[Records from a point labeling set]

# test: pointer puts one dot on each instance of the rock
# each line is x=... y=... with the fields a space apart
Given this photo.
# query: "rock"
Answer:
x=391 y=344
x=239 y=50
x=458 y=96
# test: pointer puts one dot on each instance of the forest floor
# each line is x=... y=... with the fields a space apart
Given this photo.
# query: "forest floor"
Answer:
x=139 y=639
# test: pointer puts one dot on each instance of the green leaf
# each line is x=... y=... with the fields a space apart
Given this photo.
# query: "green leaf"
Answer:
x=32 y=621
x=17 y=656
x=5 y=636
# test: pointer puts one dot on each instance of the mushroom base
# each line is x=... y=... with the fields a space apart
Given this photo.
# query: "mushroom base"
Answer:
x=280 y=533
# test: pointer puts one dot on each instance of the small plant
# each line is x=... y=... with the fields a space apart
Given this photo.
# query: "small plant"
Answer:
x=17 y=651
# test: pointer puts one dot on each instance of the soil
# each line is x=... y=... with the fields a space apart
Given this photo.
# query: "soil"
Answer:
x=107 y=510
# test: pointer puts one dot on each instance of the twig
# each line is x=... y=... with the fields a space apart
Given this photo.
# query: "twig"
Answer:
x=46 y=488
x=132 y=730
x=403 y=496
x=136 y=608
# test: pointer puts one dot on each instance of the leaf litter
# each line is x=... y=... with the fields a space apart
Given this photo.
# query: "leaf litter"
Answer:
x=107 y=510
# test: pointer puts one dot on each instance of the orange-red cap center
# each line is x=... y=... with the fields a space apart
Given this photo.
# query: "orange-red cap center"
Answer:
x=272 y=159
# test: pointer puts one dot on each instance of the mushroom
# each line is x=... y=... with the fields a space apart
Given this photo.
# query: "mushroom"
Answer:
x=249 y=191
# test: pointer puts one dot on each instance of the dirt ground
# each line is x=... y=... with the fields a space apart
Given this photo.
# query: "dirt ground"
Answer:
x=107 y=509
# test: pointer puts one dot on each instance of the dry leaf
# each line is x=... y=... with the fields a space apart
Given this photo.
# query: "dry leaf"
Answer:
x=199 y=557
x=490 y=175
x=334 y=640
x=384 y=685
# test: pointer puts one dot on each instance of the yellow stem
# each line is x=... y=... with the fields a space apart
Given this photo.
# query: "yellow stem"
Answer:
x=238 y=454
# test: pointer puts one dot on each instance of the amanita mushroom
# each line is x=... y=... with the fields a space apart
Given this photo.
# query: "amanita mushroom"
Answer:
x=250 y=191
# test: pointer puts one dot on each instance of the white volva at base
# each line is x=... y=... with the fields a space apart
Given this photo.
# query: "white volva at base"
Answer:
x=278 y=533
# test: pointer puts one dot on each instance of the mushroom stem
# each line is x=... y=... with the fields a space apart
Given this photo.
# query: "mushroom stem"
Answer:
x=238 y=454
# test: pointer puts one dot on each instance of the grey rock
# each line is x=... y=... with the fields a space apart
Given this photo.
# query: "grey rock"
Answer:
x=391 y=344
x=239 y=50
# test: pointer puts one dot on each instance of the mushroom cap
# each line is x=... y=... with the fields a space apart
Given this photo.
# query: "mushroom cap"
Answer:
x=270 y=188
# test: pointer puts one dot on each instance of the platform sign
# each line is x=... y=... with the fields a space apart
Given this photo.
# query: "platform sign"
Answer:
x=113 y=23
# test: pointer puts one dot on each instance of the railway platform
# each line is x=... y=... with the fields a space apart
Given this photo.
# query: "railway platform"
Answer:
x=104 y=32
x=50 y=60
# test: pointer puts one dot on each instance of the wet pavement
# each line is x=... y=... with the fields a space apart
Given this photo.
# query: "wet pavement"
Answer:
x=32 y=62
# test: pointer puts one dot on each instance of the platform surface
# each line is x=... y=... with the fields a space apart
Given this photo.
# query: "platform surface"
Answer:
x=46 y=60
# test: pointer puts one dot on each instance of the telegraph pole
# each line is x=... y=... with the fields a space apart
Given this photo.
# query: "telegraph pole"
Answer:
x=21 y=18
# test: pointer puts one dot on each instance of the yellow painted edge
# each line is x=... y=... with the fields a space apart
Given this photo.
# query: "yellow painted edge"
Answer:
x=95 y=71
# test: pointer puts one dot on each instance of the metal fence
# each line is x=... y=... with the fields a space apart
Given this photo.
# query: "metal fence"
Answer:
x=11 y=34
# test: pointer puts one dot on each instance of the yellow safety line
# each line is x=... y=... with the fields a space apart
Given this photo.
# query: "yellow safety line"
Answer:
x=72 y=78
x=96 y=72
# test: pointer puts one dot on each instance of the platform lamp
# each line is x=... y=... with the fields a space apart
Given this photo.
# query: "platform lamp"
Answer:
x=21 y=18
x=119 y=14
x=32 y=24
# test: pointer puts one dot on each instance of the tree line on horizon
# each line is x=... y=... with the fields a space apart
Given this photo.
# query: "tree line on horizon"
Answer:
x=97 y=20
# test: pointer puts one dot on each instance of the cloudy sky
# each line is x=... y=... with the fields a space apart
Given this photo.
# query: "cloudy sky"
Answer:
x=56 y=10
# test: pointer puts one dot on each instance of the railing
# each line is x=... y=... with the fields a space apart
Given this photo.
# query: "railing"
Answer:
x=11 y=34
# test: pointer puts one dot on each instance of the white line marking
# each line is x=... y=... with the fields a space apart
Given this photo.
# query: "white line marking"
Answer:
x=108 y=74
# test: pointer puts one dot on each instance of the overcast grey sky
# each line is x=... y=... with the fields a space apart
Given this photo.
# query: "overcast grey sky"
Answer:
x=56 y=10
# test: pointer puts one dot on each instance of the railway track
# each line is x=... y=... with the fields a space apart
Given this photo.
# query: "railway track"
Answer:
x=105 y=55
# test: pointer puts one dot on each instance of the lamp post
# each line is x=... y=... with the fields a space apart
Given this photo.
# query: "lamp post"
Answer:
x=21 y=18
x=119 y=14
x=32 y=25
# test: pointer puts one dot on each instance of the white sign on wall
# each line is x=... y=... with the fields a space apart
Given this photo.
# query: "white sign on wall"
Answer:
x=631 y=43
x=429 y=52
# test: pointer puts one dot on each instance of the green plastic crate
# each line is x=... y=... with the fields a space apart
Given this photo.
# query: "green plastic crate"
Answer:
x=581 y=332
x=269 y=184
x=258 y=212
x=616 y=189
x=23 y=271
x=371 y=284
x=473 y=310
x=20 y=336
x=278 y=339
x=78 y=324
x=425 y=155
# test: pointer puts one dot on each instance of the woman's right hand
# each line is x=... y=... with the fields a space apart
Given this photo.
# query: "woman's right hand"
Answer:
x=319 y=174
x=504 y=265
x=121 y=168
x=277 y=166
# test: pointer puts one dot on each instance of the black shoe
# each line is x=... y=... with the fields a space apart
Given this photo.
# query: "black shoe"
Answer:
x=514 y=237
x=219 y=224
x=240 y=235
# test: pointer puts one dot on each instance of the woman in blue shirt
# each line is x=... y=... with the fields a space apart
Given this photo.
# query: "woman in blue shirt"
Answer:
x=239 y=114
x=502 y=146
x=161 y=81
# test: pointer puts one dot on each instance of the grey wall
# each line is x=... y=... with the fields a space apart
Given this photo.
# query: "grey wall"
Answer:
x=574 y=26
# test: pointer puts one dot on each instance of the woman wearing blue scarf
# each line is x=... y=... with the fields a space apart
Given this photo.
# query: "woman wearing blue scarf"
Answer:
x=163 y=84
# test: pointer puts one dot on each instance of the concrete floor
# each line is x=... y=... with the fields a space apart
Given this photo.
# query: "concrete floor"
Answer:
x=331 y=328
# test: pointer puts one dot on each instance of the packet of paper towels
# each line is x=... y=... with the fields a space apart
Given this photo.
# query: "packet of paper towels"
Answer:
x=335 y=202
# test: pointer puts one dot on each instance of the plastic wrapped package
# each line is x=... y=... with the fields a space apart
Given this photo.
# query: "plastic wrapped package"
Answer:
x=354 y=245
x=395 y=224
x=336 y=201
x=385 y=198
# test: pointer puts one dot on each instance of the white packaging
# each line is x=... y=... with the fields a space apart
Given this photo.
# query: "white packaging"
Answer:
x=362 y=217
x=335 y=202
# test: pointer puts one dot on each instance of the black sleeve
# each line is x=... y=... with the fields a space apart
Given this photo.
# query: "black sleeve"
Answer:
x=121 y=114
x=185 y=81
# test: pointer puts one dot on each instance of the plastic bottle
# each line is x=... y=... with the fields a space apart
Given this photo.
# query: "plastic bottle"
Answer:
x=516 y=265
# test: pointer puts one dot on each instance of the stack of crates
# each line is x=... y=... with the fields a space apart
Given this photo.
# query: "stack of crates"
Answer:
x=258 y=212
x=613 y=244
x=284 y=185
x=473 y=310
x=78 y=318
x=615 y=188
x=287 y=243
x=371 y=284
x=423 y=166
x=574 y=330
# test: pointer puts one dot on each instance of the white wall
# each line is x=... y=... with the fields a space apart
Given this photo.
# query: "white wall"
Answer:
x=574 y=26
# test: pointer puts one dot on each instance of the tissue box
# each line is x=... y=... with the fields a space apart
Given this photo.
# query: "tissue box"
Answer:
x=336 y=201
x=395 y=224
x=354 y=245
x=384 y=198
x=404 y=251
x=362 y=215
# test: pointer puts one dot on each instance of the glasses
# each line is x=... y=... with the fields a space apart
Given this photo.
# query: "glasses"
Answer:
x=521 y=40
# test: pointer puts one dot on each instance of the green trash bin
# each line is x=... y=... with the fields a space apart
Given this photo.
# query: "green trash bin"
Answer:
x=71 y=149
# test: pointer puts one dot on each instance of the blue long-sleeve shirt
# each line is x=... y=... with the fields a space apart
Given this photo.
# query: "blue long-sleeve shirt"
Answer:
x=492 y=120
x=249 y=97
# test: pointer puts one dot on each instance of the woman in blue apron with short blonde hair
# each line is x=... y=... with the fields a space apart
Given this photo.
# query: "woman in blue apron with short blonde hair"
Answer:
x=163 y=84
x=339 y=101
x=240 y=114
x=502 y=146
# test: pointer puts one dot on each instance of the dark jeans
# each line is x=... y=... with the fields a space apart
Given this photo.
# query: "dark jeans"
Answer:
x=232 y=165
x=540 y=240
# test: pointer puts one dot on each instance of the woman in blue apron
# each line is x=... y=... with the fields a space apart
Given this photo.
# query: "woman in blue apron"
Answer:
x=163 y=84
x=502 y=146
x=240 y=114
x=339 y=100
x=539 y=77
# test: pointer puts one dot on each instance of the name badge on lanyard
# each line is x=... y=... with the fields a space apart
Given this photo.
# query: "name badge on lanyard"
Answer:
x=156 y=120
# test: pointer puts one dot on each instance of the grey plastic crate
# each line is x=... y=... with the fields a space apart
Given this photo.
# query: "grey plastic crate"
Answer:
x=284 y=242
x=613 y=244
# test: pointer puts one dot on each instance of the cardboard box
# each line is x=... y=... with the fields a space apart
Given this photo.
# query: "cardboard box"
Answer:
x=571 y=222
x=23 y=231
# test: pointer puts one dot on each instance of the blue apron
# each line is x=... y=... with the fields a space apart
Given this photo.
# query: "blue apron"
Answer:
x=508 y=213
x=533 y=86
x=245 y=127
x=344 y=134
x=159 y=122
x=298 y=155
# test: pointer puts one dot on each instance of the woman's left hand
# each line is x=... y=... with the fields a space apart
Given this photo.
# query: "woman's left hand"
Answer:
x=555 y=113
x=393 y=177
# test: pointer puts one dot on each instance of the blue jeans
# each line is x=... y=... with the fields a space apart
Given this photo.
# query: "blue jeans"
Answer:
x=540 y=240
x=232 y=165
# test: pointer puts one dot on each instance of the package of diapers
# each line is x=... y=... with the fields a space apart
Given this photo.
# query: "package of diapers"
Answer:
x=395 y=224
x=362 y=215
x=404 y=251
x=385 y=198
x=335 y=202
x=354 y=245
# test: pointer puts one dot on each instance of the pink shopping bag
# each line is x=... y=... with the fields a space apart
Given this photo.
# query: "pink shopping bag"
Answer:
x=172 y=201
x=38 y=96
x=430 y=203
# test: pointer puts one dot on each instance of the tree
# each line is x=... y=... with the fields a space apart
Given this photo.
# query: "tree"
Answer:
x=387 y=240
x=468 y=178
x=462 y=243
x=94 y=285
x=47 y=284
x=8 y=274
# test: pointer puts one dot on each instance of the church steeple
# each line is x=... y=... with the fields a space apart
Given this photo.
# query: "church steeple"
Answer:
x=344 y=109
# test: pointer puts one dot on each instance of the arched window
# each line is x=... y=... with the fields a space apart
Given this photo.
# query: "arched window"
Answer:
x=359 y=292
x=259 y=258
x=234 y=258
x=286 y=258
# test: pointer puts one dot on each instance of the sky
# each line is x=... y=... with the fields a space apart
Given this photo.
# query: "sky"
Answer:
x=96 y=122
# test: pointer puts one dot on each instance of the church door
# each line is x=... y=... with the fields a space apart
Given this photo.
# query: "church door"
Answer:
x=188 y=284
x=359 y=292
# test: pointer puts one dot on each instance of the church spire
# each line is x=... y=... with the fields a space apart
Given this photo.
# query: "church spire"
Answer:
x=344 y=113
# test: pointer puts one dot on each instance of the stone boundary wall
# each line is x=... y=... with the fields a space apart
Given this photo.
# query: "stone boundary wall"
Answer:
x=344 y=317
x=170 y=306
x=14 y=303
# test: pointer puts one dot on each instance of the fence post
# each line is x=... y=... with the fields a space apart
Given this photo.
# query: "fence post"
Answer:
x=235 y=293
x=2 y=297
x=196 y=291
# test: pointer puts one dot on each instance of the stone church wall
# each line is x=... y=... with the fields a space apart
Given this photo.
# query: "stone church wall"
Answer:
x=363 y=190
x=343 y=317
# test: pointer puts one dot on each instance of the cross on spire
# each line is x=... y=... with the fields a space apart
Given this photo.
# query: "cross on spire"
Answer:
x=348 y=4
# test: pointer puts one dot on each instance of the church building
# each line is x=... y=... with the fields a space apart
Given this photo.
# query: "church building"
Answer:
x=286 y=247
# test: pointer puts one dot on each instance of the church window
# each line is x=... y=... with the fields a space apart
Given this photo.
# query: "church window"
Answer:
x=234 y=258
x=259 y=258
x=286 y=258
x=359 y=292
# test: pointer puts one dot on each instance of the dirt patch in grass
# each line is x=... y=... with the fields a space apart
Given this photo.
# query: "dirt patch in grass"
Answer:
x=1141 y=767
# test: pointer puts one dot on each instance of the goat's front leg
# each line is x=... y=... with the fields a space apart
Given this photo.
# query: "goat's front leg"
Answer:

Required task:
Copy out the stretch of the items above from the line containing "the fence post" through the line containing "x=343 y=317", with both of those lines included.

The completed task:
# test: pointer puts one dot on each instance of the fence post
# each line is x=... y=... with the fields a space apart
Given this photo.
# query: "fence post"
Answer:
x=235 y=293
x=2 y=297
x=196 y=291
# test: pointer puts one dot on each instance of the stone church wall
# each line is x=... y=... with the fields a space apart
Given this photo.
# query: "stone church wall"
Answer:
x=363 y=190
x=343 y=317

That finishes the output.